PROMPT 1:
According to the meteor forum thread, what mainly causes a meteor's brightness to spike?
PROMPT 2:
Continue the forum thread about meteors from its last sentence.

SOURCE PASSAGE:
□ □ □ □ □

It doesn't actually "burn". Light is produced by excitation/ionization as I explained above. It's a bit more complicated than I said, but that is the basic outline of the process.

If you want some more in depth reading on the subject, here are a few good links:

Mass Loss Due to Sputtering and Thermal Processes in Meteoroid Ablation
Ablation
Atmospheric fragmentation of meteoroids
The photographed colours of Leonid meteors

Originally posted by intrptr
How can it heat so fast to flash white light temperatures? Notice how it pulses? Like, goes bright...goes dim... goes brighter...goes dim... goes BRIGHTEST... burns out.

That is due mainly to the meteoroid disintegrating - when it breaks up, new surfaces are exposed to ablation. Because of the increased surface area, more ions are produced, and therefore we see a spike in the brightness.

Many meteoroids are composed of surprisingly fragile material, so they very easily break up due to the extreme forces involved with entering the atmosphere at hypersonic-speeds.

Also, as a meteoroid progresses deeper/lower into the atmosphere the density of air molecules increases dramatically, so more collisions are occurring, and more light is being produced overall.

Originally posted by intrptr
If ever a case was to be made for a Tunguska event it would maybe be one of these, just bigger? And a longer track in the atmosphere?

Certainly, some of the effects we see in a bolide like this give clues to how a much larger object like that which hit Tunguska in 1908 would have behaved. Many factors effect how a meteoroid or an asteroid behaves when it enters the atmosphere, including size, velocity, composition, and angle of entry. Changing just one of these variables may dramatically change how an object behaves in the atmosphere.

□ □ □ □ □

INFORMATION PROVIDED:
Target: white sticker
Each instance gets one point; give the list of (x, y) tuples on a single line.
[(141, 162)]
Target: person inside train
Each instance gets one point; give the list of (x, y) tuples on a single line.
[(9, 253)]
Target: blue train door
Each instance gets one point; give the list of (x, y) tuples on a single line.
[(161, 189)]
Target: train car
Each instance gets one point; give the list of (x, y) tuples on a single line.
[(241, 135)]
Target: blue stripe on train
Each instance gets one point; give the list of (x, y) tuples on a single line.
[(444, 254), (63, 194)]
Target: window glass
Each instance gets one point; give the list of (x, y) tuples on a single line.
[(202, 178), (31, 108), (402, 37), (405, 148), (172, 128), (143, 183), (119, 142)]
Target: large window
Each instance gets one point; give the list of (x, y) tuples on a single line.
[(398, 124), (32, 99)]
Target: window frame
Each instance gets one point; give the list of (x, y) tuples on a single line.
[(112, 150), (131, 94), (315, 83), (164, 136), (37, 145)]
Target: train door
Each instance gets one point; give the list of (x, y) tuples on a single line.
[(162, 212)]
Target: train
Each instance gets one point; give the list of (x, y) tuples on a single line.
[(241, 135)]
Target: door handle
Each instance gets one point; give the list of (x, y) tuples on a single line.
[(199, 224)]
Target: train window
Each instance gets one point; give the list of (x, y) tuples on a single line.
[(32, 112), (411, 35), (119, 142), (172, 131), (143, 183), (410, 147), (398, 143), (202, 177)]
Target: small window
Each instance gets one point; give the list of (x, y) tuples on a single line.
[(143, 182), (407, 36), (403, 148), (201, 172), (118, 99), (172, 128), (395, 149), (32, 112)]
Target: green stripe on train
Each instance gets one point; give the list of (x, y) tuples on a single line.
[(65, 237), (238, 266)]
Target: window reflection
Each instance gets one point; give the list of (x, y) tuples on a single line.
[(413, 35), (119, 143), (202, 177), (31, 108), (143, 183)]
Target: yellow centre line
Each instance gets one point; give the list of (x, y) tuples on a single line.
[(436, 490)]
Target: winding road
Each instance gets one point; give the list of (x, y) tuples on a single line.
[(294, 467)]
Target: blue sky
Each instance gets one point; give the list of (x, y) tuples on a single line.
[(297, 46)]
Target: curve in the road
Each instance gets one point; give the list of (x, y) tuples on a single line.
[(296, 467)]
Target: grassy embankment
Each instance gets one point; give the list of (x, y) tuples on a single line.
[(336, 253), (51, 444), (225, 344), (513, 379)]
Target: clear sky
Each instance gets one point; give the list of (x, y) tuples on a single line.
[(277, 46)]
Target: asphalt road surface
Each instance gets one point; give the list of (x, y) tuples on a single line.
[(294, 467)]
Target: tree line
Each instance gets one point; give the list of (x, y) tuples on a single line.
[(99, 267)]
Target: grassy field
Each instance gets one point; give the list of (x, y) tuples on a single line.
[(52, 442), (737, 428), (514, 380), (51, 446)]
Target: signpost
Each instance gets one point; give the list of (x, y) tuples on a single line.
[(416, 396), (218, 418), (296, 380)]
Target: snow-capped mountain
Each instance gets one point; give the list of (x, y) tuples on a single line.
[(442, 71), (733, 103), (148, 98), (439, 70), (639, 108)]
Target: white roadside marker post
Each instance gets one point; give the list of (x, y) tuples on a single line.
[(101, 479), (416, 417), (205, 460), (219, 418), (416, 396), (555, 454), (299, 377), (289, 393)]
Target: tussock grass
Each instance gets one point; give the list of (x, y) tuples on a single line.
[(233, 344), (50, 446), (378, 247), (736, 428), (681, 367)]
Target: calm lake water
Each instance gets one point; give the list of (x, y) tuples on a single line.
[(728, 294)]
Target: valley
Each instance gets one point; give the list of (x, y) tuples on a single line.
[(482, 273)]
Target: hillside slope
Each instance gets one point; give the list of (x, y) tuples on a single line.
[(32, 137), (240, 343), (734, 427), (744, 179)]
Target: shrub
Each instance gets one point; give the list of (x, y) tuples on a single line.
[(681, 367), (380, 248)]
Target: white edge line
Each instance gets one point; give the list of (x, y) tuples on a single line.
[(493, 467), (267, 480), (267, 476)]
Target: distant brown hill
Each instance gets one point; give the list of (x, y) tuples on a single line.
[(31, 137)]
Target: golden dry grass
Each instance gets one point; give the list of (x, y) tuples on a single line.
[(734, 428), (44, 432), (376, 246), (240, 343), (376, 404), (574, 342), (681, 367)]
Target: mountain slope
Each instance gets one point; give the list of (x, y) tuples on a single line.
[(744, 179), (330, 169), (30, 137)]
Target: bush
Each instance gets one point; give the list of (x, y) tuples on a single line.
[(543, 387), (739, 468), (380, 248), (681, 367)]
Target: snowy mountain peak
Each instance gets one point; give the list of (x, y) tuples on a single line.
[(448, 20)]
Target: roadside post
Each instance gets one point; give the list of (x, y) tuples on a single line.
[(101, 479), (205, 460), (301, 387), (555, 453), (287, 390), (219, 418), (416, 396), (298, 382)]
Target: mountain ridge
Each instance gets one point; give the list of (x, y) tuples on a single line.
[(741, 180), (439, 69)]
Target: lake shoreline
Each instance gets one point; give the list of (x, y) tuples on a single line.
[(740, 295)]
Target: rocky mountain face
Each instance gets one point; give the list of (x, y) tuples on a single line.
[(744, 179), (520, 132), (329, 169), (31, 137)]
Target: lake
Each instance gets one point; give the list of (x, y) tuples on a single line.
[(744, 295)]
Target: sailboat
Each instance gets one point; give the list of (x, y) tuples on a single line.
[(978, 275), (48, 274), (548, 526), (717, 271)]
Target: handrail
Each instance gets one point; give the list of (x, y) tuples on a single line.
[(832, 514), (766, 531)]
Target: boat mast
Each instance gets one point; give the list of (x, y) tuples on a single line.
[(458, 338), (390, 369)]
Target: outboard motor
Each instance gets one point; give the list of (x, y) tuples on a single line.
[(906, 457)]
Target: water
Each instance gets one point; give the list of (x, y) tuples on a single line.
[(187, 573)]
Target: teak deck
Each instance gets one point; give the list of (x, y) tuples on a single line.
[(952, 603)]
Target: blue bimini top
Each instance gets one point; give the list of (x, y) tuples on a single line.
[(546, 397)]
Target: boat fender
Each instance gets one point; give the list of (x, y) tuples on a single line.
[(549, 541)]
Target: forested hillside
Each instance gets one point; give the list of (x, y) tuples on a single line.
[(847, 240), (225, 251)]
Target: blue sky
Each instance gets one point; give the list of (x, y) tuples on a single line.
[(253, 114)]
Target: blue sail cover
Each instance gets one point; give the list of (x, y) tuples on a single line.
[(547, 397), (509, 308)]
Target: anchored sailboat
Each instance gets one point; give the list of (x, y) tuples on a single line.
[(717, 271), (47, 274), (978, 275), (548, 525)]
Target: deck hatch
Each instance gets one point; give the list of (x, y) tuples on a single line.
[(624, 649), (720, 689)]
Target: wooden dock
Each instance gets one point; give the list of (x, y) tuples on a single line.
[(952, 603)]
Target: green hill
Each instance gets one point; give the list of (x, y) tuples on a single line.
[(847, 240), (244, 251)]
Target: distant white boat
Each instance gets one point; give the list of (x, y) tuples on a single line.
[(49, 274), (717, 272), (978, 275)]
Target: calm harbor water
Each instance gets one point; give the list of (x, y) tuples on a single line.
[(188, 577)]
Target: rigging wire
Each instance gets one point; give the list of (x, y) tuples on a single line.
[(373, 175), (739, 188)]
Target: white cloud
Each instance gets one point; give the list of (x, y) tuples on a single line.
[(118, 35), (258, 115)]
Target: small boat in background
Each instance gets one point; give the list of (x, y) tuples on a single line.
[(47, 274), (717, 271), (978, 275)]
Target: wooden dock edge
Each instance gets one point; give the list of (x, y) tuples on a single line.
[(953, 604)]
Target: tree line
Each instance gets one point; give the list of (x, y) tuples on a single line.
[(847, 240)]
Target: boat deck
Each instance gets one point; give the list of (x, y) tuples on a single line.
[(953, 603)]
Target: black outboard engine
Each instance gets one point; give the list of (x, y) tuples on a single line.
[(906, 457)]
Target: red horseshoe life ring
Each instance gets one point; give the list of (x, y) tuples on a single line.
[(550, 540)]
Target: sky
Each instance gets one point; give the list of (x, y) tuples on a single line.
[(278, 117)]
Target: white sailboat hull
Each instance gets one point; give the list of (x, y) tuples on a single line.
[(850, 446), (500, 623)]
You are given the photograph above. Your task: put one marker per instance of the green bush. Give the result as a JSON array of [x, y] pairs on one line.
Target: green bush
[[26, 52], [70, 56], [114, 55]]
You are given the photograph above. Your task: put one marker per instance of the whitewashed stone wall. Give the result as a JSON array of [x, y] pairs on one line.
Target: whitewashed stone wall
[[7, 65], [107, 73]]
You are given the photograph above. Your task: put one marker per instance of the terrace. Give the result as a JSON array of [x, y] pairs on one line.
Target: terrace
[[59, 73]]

□ □ □ □ □

YOUR RESPONSE 1:
The meteoroid breaks up, which exposes new surfaces to ablation, produces more ions, and makes the meteor brighter.

YOUR RESPONSE 2:
A longer track in the atmosphere (ie low entry angle) would have played a large part i what happened in 1908 - had there been a higher angle, the object would have experienced greater stresses earlier in its flight, and would likely have exploded much higher in the atmosphere. If that had happened, the effects on the ground may have been much less, and it's possible we would not be talking about it today.

Originally posted by intrptr
I wonder if explosions accompany the changes from brightest to dim?

Basically, yes... but it's the other way round... "from dim to bright". Explosions or disintegration are always going to be coupled with a release of energy/light.

Originally posted by intrptr
I have heard people describe crackling noises.

Quite true - I've experienced electrophonic sounds as they are known once in the past myself. They are thought to be due to VLF radio emissions produced by the meteoroid, although some aspects are not very well understood. Radio emissions are just another part of the electromagnetic spectrum, which includes light, so the current thinking makes good sense IMO.

Originally posted by intrptr
I have seen one skip on the atmosphere, bouncing like a stone on a pond. Each time it bounced there was a shower of sparks until it shattered altogether into glowing trailers. I heard no noise. And saw no bright flashes at all. Just sorta like campfire sparks. This thing was a magnesium flare. Too cool.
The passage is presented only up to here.